Grand Old Day returns to St. Paul this weekend

Grand Old Day returns to St. Paul this weekend

Grand Old Day returns to St. Paul this weekend

After missing the past three years, a popular summer festival is returning to St. Paul this weekend.

Grand Old Day is taking place on Sunday for the first time since 2019.

The Grand Avenue Business Association says it’s the largest free festival in the Midwest.

The one-day festival includes yoga, a two-mile run, a parade, a car show, wiener dog races and free music throughout the day.

A two-and-a-half-mile stretch of Grand Avenue will be shut down from Snelling Ave. to Dale S. There will be at least seven stages and about 225 vendors.

“It’s going to be very full,” said Chris Jensen, the Grand Old Day co-chair and president of the Grand Avenue Business Association.

Nine months ago, a group of volunteers including Jensen decided to re-imagine what the event could be.

“We started fresh,” he said. “All of the previous board information had been lost.”

They started from scratch with fundraising too. This year’s event is estimated to cost about $100,000.

While free to attend, the wristbands — which cost $10 in advance or $15 the day of — are required for access to the beer gardens and certain stages. VIP passes are also available for $50.

There will also be free music performances, including at the Pride Family Stage and Youth Performance Stage.

“We wanted to do it more family-friendly and community-oriented,” said Jensen. “Just come out and celebrate being with your neighbor and your friends and have a good time.”

Extracted records ▸
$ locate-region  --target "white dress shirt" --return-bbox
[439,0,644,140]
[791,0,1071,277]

* * *

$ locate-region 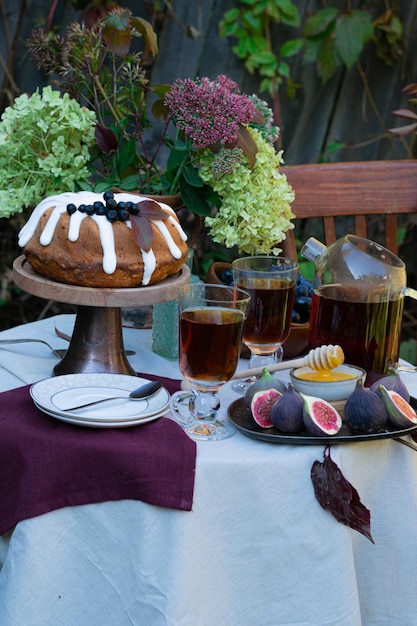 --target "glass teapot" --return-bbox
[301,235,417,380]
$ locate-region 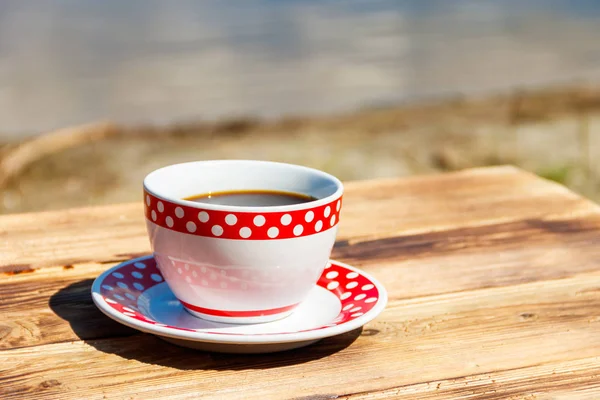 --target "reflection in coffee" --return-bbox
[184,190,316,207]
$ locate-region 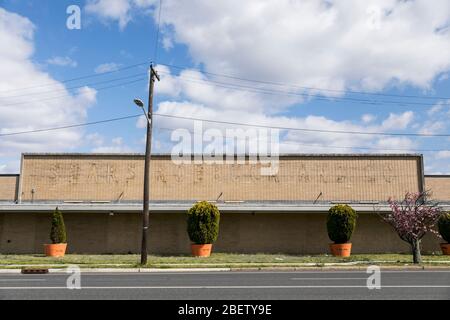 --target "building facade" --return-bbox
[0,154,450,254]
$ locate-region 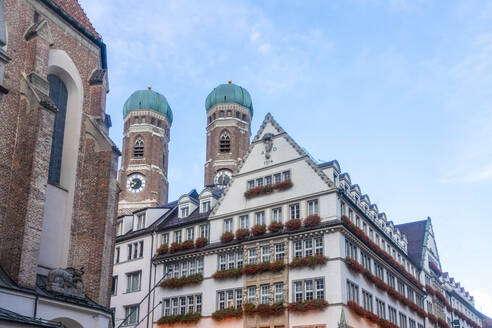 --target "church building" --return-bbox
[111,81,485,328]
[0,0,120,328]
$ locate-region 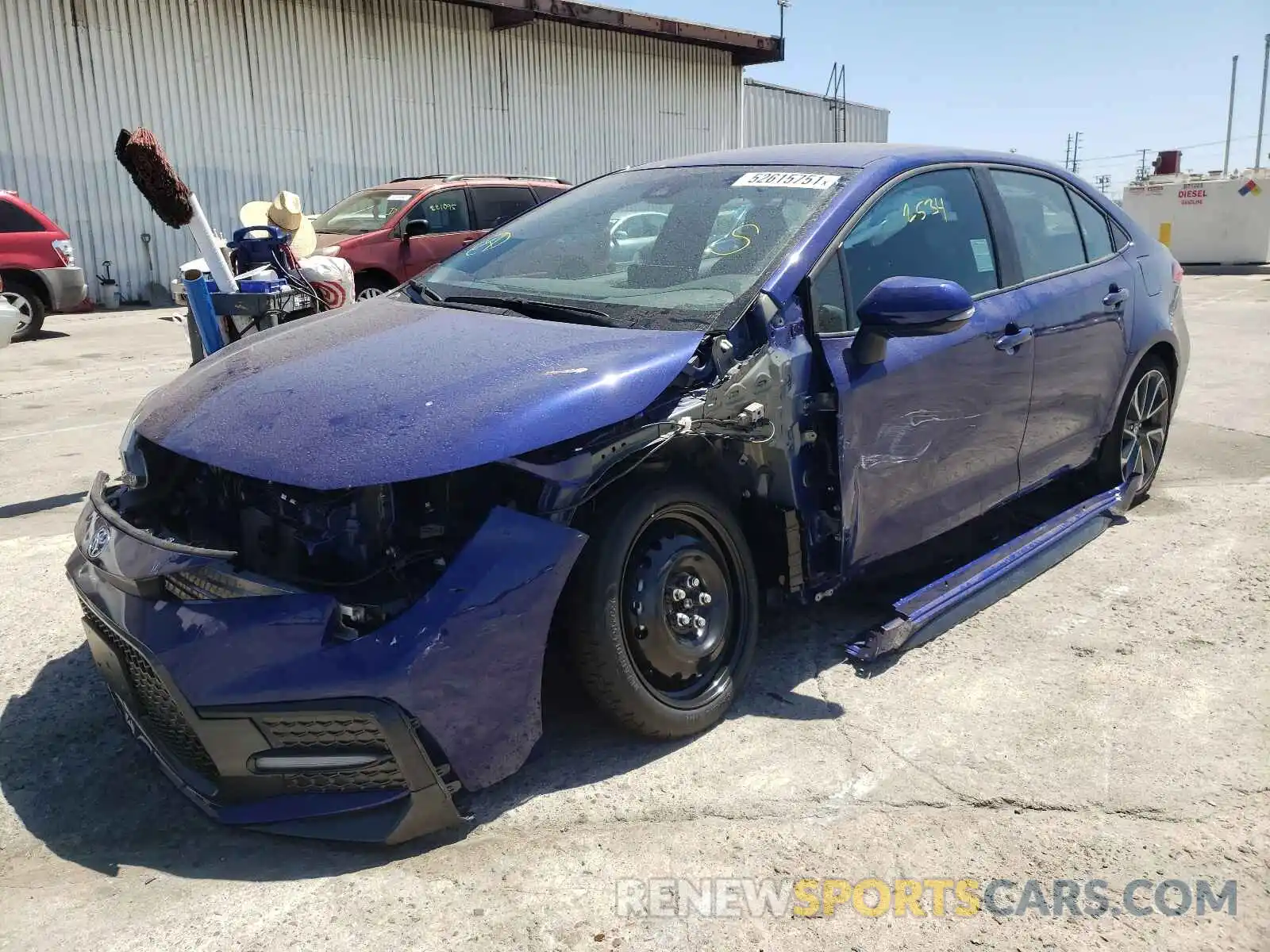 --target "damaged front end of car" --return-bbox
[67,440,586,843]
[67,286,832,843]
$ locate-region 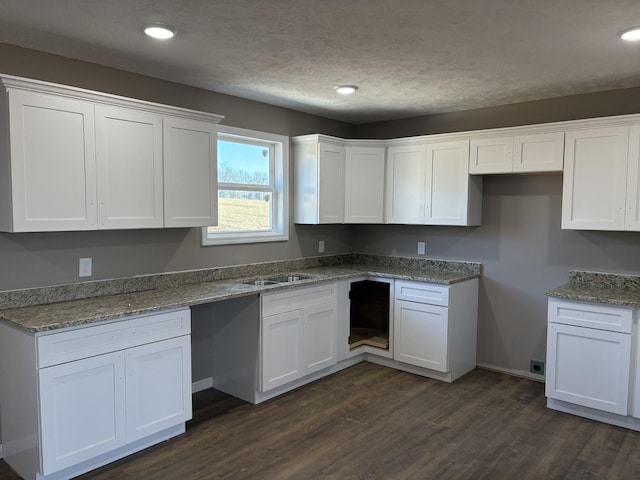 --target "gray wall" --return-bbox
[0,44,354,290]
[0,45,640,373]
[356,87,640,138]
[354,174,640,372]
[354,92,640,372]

Exercise tasks ▸
A: Please repeat the part of the Grand Old Day article starting with "The Grand Avenue Business Association says" and going on through "about 225 vendors.", word for word.
B: Carry on the Grand Old Day article from the point where it stops.

Your written answers ▸
A:
The Grand Avenue Business Association says it’s the largest free festival in the Midwest.

The one-day festival includes yoga, a two-mile run, a parade, a car show, wiener dog races and free music throughout the day.

A two-and-a-half-mile stretch of Grand Avenue will be shut down from Snelling Ave. to Dale S. There will be at least seven stages and about 225 vendors.

B:
There are four zones this year, including a family zone and an art zone.

“A couple of art shanties, the women’s drumming center, there’ll be a little stage from the Saint Paul Conservatory, there will be little projects the kids can do,” explained Rene Meyer-Grimberg, a volunteer who coordinated the art and non-profit corridor. “Where you’re interacting with something, where you’re thinking about your place in the world.”

Grand Old Day will also mark its 50th year. 

“I think it needed to be revitalized,” said Maeve O’Mara, the co-owner of Irish on Grand. “It puts Grand Avenue on the map again.”

After the pandemic years, she is welcoming the possibility of a lot of foot traffic along the strip.

“It’s like we’re back,” said O’Mara.  “I hope we’ll have it next year, and the year after, and the year after.”

Irish on Grand plans to have music and Irish dance performances out front after the parade, which starts at 9:30 a.m.